VORLIEGENDER TEXT:
══════════

Kurzfristige Gedanken zur Verunglimpfung der Radikalität

 In FEATURED, Politik (Inland)

Radikal destruktiv (Daniel Radcliffe im Film “Imperium”)

“Radikal” – der Kampfbegriff einer vermeintlichen Mitte, die ihre Seele an eine radikal destruktive Ideologie verkauft hat: den Neoliberalismus. Mit dem Etikett “radikal” werden Menschen verunglimpft, die sich grundsätzlich und leidenschaftlich mit den Gegebenheiten auseinandersetzen, werden rechte Mörder mit linken Vermummten gleichgesetzt, mitfühlende Veganer mit grausamen Dschihadisten. Mit dem Kampfbegriff “radikal” grenzt der “ganz normale Wahnsinn” der herrschenden Ideologie seine Gegner aus und hält die Bevölkerungsmehrheit in einer umhegten Komfortzone fest. Die Autorin lässt sich von diesem verkehrten Radikalitätsbegriff nicht ins Bockshorn jagen. Sie weiß: In Zeiten, in denen das Schlechte fast allgegenwärtig geworden ist, erscheint das Gute stets radikal. (Leonie Droste)

“Radikalismus (von lat. radix = Wurzel), eine mehrdeutige Bezeichnung der politischen Sprache für grundlegend politisch-oppositionelle Einstellungen, Überzeugungen und Bestrebungen. Bisweilen wird R. als Synonym für Extremismus verwendet, mintunter auch als Synonym für eine Politik, die in ihrer Prinzipienfestigkeit unbeugsam, aber mit der Verfassung prinzipiell verträglich ist. In der empirischen Politikforschung wird R. anhand von Indikatoren der Mittel- und Normdimensionen erfasst […]” *

Radikalität, heißt es, sei grundsätzlich falsch. Wie das? Radikalität kann, was sie ist, nur sein, durch Rahmenbedingungen. Was radikal ist und was nicht, bezeichnet keine feste Größe oder natürliche Eigenschaft. Es ist ein Wort der Relation, nicht des Inhalts. Eine Relation muss, um wahrheitsfähig zu sein, ihre Objekte benennen oder Stellvertreter ausweisen – auch eine Variable ist keine Leerstelle. Man kann “radikal schlecht” oder “radikal gut” sein. Gesagt ist damit nichts, ohne eine Legende, die erklärt, was a) schlecht oder gut, und b) sehr schlecht oder sehr gut ist. Radikalität hält sich beim Maximum auf – ist aber immer noch inhaltlich unbestimmt. Dies selbst dann, wenn man beschließt, über Politik zu reden. Wer die Radikalität der politischen Gutheit – den Ruf nach maximaler Gutheit in der Politik – zu etwas Schlechtem erklärt, begeht einen propositionalen Widerspruch. Die Radikalität des Guten kann, per Definition, nicht schlecht sein. Es sei denn, “gut” und “schlecht” bezeichnen keine Gegensätze mehr.Folglich kann nicht jede Radikalität schlecht sein.

══════════

GEGEBENE DATEN:
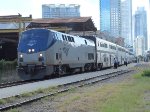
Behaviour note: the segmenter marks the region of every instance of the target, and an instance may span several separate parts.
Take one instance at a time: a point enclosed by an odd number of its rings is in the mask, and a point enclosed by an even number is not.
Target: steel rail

══════════

AUFGABENLISTE:
a - Entnimm dem Text über Radikalität bitte wortgetreu den Abschnitt, der mit den Worten beginnt, die „In FEATURED, Politik“ enthalten, und mit „radikal. (Leonie Droste)“ schließt.
b - Führe den Text über Radikalität im Anschluss an seinen letzten Satz fort.
Die Daten stammen aus einer anderen Quelle.

SCHRIFTLICHE ANTWORTEN:
a -
In FEATURED, Politik (Inland)

Radikal destruktiv (Daniel Radcliffe im Film “Imperium”)

“Radikal” – der Kampfbegriff einer vermeintlichen Mitte, die ihre Seele an eine radikal destruktive Ideologie verkauft hat: den Neoliberalismus. Mit dem Etikett “radikal” werden Menschen verunglimpft, die sich grundsätzlich und leidenschaftlich mit den Gegebenheiten auseinandersetzen, werden rechte Mörder mit linken Vermummten gleichgesetzt, mitfühlende Veganer mit grausamen Dschihadisten. Mit dem Kampfbegriff “radikal” grenzt der “ganz normale Wahnsinn” der herrschenden Ideologie seine Gegner aus und hält die Bevölkerungsmehrheit in einer umhegten Komfortzone fest. Die Autorin lässt sich von diesem verkehrten Radikalitätsbegriff nicht ins Bockshorn jagen. Sie weiß: In Zeiten, in denen das Schlechte fast allgegenwärtig geworden ist, erscheint das Gute stets radikal. (Leonie Droste)

b -
Natürlich: Der Streit ist ein anderer. Gestritten wird hinsichtlich der Frage, was gut ist. Insofern erledigt sich der – eben: inhaltliche – Streit keineswegs mit der Ablehnung von Radikalität im Allgemeinen. Radikalität bestimmend ist, was man als Minimum und was als Maximum, als extrem wenig oder extrem viel betrachtet. Wie bestimmt man das? Durch Betrachtung der Gegebenheiten. Das bedeutet: Je weniger gut die Gegebenheiten sind, desto extremer erscheint das Gute – die Abweichung von der (wenig guten) Normalität. Kommt Normalität ein Wert zu? Sie spendet Erwartungssicherheit. Und darüber hinaus? Es kann einem Unfallopfer “gleich-bleibend schlecht” gehen – wünschenswert ist das nicht. Radikalität ist also schlicht die Abgrenzung von der Normalität, die ihrerseits keinen Wert hat, außer Stabilität zu stiften. (Und für einen “stabil schlechten” Zustand ist vor allen Dingen charakteristisch, dass er schlecht ist).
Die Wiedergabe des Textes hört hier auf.